- _WHAT THIS TASK INVOLVES_:
Every entry below must appear again, exactly as written.

- _DATA FOR THIS TASK_:
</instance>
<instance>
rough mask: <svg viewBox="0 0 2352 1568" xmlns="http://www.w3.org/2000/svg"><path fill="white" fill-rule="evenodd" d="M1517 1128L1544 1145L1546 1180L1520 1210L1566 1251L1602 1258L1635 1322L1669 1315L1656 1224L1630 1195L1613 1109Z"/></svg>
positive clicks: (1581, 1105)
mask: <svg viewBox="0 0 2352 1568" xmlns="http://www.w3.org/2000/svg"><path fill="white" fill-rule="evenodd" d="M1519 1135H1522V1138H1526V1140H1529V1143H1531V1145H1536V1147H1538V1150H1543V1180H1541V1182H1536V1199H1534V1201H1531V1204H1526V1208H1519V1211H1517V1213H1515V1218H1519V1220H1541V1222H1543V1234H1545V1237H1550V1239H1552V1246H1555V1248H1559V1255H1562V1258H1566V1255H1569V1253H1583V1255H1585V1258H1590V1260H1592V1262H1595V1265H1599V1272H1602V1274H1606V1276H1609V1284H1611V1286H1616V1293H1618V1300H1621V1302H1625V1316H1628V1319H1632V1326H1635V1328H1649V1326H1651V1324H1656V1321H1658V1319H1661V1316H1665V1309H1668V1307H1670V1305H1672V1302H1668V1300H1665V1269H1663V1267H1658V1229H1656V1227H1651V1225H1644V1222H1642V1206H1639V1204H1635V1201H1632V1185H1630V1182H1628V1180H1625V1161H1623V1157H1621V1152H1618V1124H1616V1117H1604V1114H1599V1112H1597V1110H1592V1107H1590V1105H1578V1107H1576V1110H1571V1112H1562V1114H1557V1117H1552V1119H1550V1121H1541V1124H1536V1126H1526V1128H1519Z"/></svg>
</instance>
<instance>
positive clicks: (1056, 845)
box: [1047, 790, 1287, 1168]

- _ANSWER TO THIS EXERCISE_:
</instance>
<instance>
rough mask: <svg viewBox="0 0 2352 1568" xmlns="http://www.w3.org/2000/svg"><path fill="white" fill-rule="evenodd" d="M1517 1128L1544 1145L1546 1180L1520 1210L1566 1251L1602 1258L1635 1322L1669 1315L1656 1224L1630 1195L1613 1109Z"/></svg>
positive clicks: (1581, 1105)
mask: <svg viewBox="0 0 2352 1568" xmlns="http://www.w3.org/2000/svg"><path fill="white" fill-rule="evenodd" d="M1519 1135H1522V1138H1526V1140H1529V1143H1531V1145H1536V1147H1538V1150H1543V1180H1541V1182H1536V1199H1534V1201H1531V1204H1526V1208H1519V1211H1517V1213H1515V1218H1519V1220H1541V1222H1543V1234H1545V1237H1550V1239H1552V1246H1555V1248H1559V1255H1562V1258H1566V1255H1569V1253H1583V1255H1585V1258H1590V1260H1592V1262H1595V1265H1599V1272H1602V1274H1606V1276H1609V1284H1611V1286H1616V1293H1618V1300H1621V1302H1625V1316H1628V1319H1632V1326H1635V1328H1649V1326H1651V1324H1656V1321H1658V1319H1661V1316H1665V1309H1668V1307H1670V1305H1672V1302H1668V1300H1665V1269H1663V1267H1658V1229H1656V1227H1651V1225H1644V1222H1642V1206H1639V1204H1635V1201H1632V1185H1630V1182H1628V1180H1625V1161H1623V1157H1621V1152H1618V1124H1616V1117H1604V1114H1599V1112H1597V1110H1592V1107H1590V1105H1578V1107H1576V1110H1571V1112H1562V1114H1557V1117H1552V1119H1550V1121H1541V1124H1536V1126H1526V1128H1519Z"/></svg>
</instance>
<instance>
positive clicks: (1056, 845)
box: [1047, 790, 1287, 1168]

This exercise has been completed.